[Start SELECTED EXTRACT]

# Sig P250 subcompact 9mm vs M&P Shield 9mm



## jking55 (Jul 27, 2013)

I am considering replacing my M&P Shield with a P250 subcompact. Can't afford to have both( have several other guns).
I like the M&P, no reliability issues or any other issues for that matter. Considering the P250 because of its' versatility, larger mag., possibly night sights. I would also be "summer" carrying it when licensed.

I realize the difference in size, trigger, etc... I haven't shot a P250 yet. My question is does anyone own(or shot together) these pistols and do you favor one over the other {recoil, sights, etc...). I know it's all personal preference but any feedback would be appreciated.


----------



## malonezn1972 (Jun 30, 2013)

Unfortunately I have no experience with the M&P Shield, although after first reading your post I did some research on it and I am really impressed from what I have read. 

I did however recently purchase a P250 SC 9mm, and I can tell you that I absolutely love it. One of the things I love about it is that I can literally break it down for cleaning in under 15 seconds. My only complaint is that I feel it is a bit bulky for concealed carry, but I do carry it cc in an IWB holster.

I will say that if you know anyone who owns a P250 that you could borrow to try it out, that would be best. Pretty much all of the reviews I have read and everyone I have talked to about it fall into 2 categories: they are either like me and absolutely love it, or they absolutely hate it. There doesn't seem to be much in-between.

[End SELECTED EXTRACT]

→ GIVEN PROBLEM 1: Transcribe the forum thread from "I like the M&P, no" up to and including "I have read.".
→ GIVEN PROBLEM 2:
Answer these questions from the forum thread.
(a) Which pistol does the first poster want to replace?
(b) How long does the second poster say it takes to break down the P250 for cleaning?
(c) In what kind of holster does the second poster carry the P250?
The rows play no part in the work on the forum thread.

[Start RECORDS SHOWN]

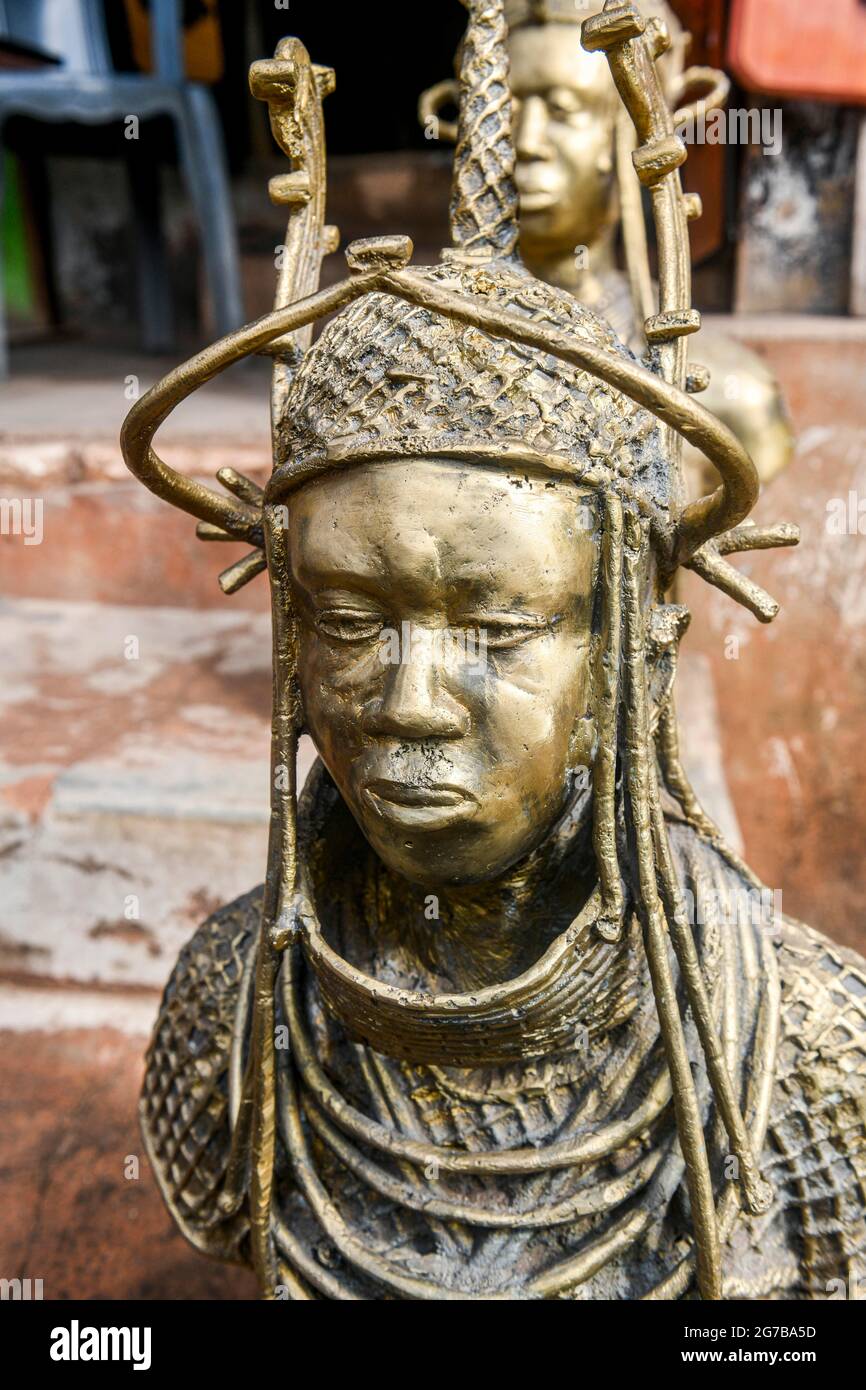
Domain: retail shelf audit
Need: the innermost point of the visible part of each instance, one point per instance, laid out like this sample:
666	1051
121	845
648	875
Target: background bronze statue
578	196
508	1019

[End RECORDS SHOWN]

→ WRITTEN SOLUTION 1:
I like the M&P, no reliability issues or any other issues for that matter. Considering the P250 because of its' versatility, larger mag., possibly night sights. I would also be "summer" carrying it when licensed.

I realize the difference in size, trigger, etc... I haven't shot a P250 yet. My question is does anyone own(or shot together) these pistols and do you favor one over the other {recoil, sights, etc...). I know it's all personal preference but any feedback would be appreciated.


----------



## malonezn1972 (Jun 30, 2013)

Unfortunately I have no experience with the M&P Shield, although after first reading your post I did some research on it and I am really impressed from what I have read.

→ WRITTEN SOLUTION 2:
(a) The M&P Shield.
(b) Under 15 seconds.
(c) An IWB holster.